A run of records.
— Begin —

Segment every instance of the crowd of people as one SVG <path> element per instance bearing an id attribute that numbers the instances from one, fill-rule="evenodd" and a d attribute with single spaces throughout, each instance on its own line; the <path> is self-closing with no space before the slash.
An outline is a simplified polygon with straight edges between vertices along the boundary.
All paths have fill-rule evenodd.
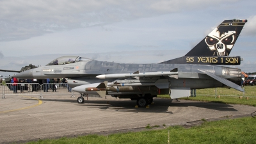
<path id="1" fill-rule="evenodd" d="M 58 86 L 67 87 L 68 92 L 71 92 L 71 88 L 68 86 L 66 78 L 61 79 L 44 79 L 42 82 L 37 81 L 36 79 L 24 79 L 16 77 L 12 77 L 10 81 L 11 84 L 8 84 L 10 90 L 13 90 L 14 93 L 17 93 L 18 90 L 20 93 L 24 93 L 24 90 L 28 90 L 28 92 L 38 92 L 40 90 L 40 86 L 36 83 L 43 84 L 42 90 L 44 92 L 48 92 L 49 90 L 56 92 Z"/>

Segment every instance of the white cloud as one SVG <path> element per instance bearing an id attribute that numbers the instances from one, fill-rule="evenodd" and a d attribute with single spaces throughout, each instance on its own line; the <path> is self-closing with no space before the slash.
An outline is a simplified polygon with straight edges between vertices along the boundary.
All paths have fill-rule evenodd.
<path id="1" fill-rule="evenodd" d="M 218 10 L 237 1 L 3 0 L 0 1 L 0 41 L 211 7 Z"/>
<path id="2" fill-rule="evenodd" d="M 256 15 L 253 15 L 248 19 L 248 22 L 244 28 L 243 35 L 246 36 L 256 36 Z"/>

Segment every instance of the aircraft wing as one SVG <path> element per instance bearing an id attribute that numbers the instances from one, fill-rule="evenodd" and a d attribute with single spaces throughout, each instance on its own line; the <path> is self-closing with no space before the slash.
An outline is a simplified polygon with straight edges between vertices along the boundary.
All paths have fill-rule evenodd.
<path id="1" fill-rule="evenodd" d="M 1 70 L 1 69 L 0 69 L 0 72 L 21 72 L 20 70 Z"/>
<path id="2" fill-rule="evenodd" d="M 234 89 L 241 91 L 242 92 L 244 92 L 244 90 L 243 90 L 240 86 L 239 86 L 228 80 L 227 80 L 221 77 L 218 76 L 216 76 L 212 73 L 209 72 L 204 71 L 202 70 L 199 70 L 199 69 L 198 69 L 198 70 L 201 71 L 204 74 L 208 75 L 209 76 L 212 77 L 213 79 L 221 82 L 221 83 L 223 83 L 230 88 L 234 88 Z"/>

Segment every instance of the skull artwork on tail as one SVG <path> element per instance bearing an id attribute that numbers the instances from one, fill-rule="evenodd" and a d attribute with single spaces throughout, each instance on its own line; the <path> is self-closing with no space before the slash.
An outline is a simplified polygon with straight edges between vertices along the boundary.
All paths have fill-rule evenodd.
<path id="1" fill-rule="evenodd" d="M 215 28 L 205 37 L 205 41 L 209 49 L 214 51 L 214 56 L 228 56 L 236 39 L 236 31 L 221 32 L 218 28 Z"/>

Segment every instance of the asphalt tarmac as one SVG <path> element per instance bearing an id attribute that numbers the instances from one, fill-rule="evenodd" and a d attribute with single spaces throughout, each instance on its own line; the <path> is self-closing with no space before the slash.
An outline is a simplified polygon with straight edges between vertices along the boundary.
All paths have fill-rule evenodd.
<path id="1" fill-rule="evenodd" d="M 174 125 L 191 126 L 225 117 L 249 116 L 255 107 L 155 98 L 149 108 L 136 108 L 136 101 L 88 98 L 77 104 L 67 95 L 7 95 L 0 99 L 0 143 L 88 134 L 109 134 L 158 129 Z"/>

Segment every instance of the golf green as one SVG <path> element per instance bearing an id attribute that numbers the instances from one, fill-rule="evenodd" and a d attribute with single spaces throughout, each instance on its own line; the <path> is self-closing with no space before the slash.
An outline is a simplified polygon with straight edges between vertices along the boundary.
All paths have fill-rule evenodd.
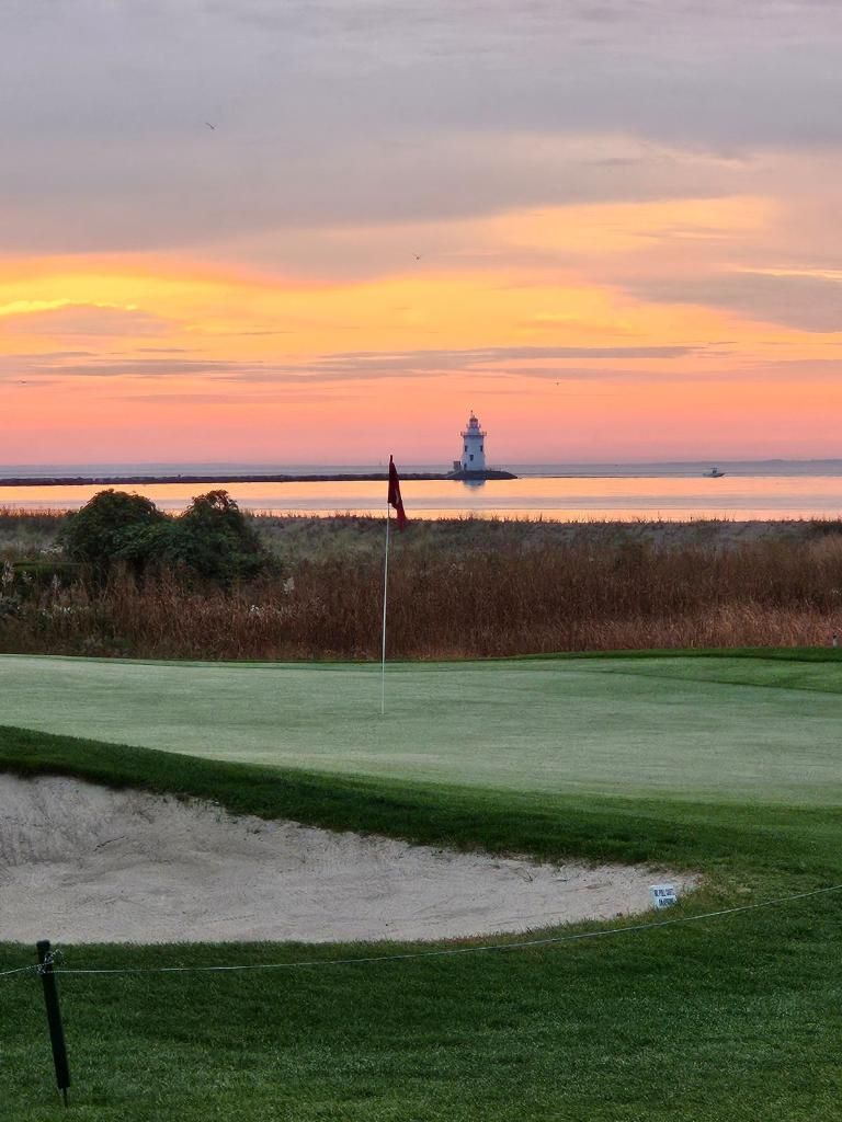
<path id="1" fill-rule="evenodd" d="M 516 791 L 842 801 L 842 663 L 379 668 L 0 657 L 2 720 L 283 767 Z"/>

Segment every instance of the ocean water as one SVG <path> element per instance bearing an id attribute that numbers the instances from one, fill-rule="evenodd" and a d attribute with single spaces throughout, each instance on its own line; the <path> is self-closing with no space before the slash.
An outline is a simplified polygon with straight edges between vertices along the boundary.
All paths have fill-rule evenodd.
<path id="1" fill-rule="evenodd" d="M 502 466 L 502 465 L 501 465 Z M 401 465 L 404 472 L 441 471 L 441 465 Z M 404 505 L 412 518 L 512 517 L 560 521 L 634 521 L 662 518 L 786 519 L 842 516 L 842 460 L 720 462 L 719 479 L 704 476 L 710 462 L 511 465 L 519 478 L 465 484 L 454 480 L 404 480 Z M 230 475 L 227 490 L 246 509 L 274 514 L 374 514 L 385 511 L 384 482 L 351 480 L 312 484 L 247 484 L 245 473 L 366 473 L 384 465 L 201 465 L 113 463 L 0 466 L 0 476 L 31 479 L 0 488 L 0 506 L 74 509 L 101 486 L 45 487 L 38 478 L 57 475 L 147 473 Z M 162 508 L 183 509 L 202 484 L 147 484 L 128 488 Z"/>

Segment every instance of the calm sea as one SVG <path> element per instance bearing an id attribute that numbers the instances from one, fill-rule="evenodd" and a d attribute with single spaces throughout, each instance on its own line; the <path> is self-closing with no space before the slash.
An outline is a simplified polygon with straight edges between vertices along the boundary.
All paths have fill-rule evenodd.
<path id="1" fill-rule="evenodd" d="M 774 519 L 842 516 L 842 460 L 720 462 L 719 479 L 706 478 L 712 463 L 544 463 L 496 465 L 520 478 L 467 485 L 450 480 L 403 482 L 410 517 L 494 515 L 512 518 L 579 519 L 690 518 Z M 402 463 L 404 472 L 441 471 L 441 465 Z M 244 484 L 245 473 L 366 473 L 373 465 L 278 463 L 98 463 L 0 466 L 0 476 L 31 478 L 21 487 L 0 488 L 0 506 L 70 511 L 82 506 L 99 486 L 44 487 L 38 478 L 58 475 L 195 475 L 232 477 L 223 485 L 240 506 L 274 514 L 327 515 L 337 512 L 382 514 L 386 488 L 365 480 L 318 484 Z M 149 484 L 129 488 L 168 511 L 183 508 L 201 484 Z"/>

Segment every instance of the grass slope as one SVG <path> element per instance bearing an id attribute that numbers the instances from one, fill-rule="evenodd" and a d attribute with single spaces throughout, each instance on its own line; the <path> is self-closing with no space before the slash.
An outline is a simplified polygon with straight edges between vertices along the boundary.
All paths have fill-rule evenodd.
<path id="1" fill-rule="evenodd" d="M 842 803 L 842 662 L 388 668 L 0 659 L 3 720 L 277 767 L 505 791 Z"/>
<path id="2" fill-rule="evenodd" d="M 330 776 L 13 728 L 0 729 L 0 769 L 212 794 L 231 810 L 436 844 L 669 861 L 712 880 L 685 912 L 842 881 L 842 817 L 822 806 Z M 368 965 L 329 964 L 382 946 L 66 948 L 75 967 L 320 964 L 63 976 L 73 1114 L 83 1122 L 839 1119 L 841 905 L 840 895 L 816 896 L 594 942 Z M 0 947 L 0 968 L 29 956 Z M 4 1116 L 45 1122 L 57 1104 L 37 980 L 0 978 L 0 1002 Z"/>

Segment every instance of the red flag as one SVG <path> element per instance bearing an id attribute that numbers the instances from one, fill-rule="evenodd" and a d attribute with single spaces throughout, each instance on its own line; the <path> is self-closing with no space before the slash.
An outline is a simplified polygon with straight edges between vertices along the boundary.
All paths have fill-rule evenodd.
<path id="1" fill-rule="evenodd" d="M 391 456 L 388 458 L 388 505 L 393 506 L 397 512 L 397 528 L 403 530 L 406 525 L 406 515 L 403 509 L 403 499 L 401 498 L 401 480 L 397 477 L 397 468 Z"/>

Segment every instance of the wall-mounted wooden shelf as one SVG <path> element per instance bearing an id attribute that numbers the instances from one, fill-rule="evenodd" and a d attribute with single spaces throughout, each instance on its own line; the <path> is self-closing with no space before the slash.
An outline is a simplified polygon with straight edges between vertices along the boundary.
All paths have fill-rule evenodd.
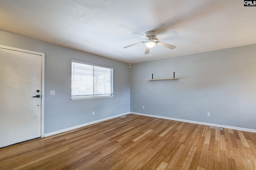
<path id="1" fill-rule="evenodd" d="M 180 78 L 155 78 L 154 79 L 146 79 L 146 80 L 173 80 L 178 79 Z"/>

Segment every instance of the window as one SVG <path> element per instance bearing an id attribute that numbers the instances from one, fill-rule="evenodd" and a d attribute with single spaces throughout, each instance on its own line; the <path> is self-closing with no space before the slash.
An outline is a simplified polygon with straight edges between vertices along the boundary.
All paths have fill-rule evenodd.
<path id="1" fill-rule="evenodd" d="M 113 68 L 71 61 L 71 99 L 111 97 Z"/>

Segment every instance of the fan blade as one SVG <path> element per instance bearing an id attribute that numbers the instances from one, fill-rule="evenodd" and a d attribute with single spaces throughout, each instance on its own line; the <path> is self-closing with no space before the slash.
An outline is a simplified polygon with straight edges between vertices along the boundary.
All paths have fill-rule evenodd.
<path id="1" fill-rule="evenodd" d="M 135 43 L 135 44 L 131 44 L 130 45 L 127 45 L 127 46 L 124 47 L 123 48 L 124 49 L 125 49 L 127 47 L 130 47 L 133 46 L 134 45 L 137 45 L 137 44 L 141 44 L 142 43 L 145 43 L 145 42 L 144 41 L 139 42 L 138 43 Z"/>
<path id="2" fill-rule="evenodd" d="M 177 33 L 176 32 L 172 31 L 168 33 L 166 33 L 156 36 L 155 37 L 155 39 L 159 40 L 161 39 L 163 39 L 164 38 L 167 38 L 168 37 L 176 35 L 178 35 L 178 33 Z"/>
<path id="3" fill-rule="evenodd" d="M 174 46 L 174 45 L 172 45 L 167 43 L 164 43 L 163 42 L 160 41 L 156 41 L 156 43 L 158 45 L 161 45 L 163 47 L 168 48 L 168 49 L 172 50 L 173 50 L 176 48 L 176 46 Z"/>
<path id="4" fill-rule="evenodd" d="M 144 36 L 142 34 L 139 34 L 139 33 L 132 33 L 134 35 L 136 35 L 138 36 L 139 37 L 142 37 L 142 38 L 144 38 L 144 39 L 149 39 L 149 38 L 148 38 L 147 37 L 146 37 L 145 36 Z"/>
<path id="5" fill-rule="evenodd" d="M 150 48 L 148 48 L 147 47 L 146 47 L 146 50 L 145 51 L 145 54 L 148 54 L 150 51 Z"/>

— End —

Stated task.
Can you give the records again from the line with "Segment every instance of the fan" through the end, with "boundary" replaced by "perimeter" and everything else unchanged?

Output of the exercise.
Segment every instance of the fan blade as one SVG <path> element per instance bearing an id attribute that numbers the instances from one, fill-rule="evenodd" and a d attribute with single spaces throughout, each instance on its own line; the <path> is self-closing with no space before the slash.
An outline is a simplified polygon with straight edges between vertices along the perimeter.
All paths have fill-rule evenodd.
<path id="1" fill-rule="evenodd" d="M 135 43 L 135 44 L 131 44 L 130 45 L 127 45 L 127 46 L 124 47 L 123 48 L 124 49 L 125 49 L 127 47 L 130 47 L 133 46 L 134 45 L 137 45 L 137 44 L 141 44 L 142 43 L 145 43 L 145 42 L 144 41 L 139 42 L 138 43 Z"/>
<path id="2" fill-rule="evenodd" d="M 177 33 L 176 32 L 172 31 L 168 33 L 166 33 L 156 36 L 155 37 L 155 39 L 159 40 L 161 39 L 163 39 L 164 38 L 167 38 L 168 37 L 176 35 L 178 35 L 178 33 Z"/>
<path id="3" fill-rule="evenodd" d="M 174 46 L 174 45 L 172 45 L 167 43 L 164 43 L 163 42 L 160 41 L 156 41 L 156 43 L 158 45 L 161 45 L 163 47 L 168 48 L 168 49 L 172 50 L 173 50 L 176 48 L 176 46 Z"/>
<path id="4" fill-rule="evenodd" d="M 144 36 L 142 34 L 139 34 L 139 33 L 132 33 L 134 35 L 136 35 L 138 36 L 139 37 L 142 37 L 142 38 L 144 38 L 144 39 L 149 39 L 149 38 L 148 38 L 147 37 L 146 37 L 145 36 Z"/>
<path id="5" fill-rule="evenodd" d="M 150 48 L 148 48 L 147 47 L 146 47 L 146 50 L 145 51 L 145 54 L 148 54 L 150 51 Z"/>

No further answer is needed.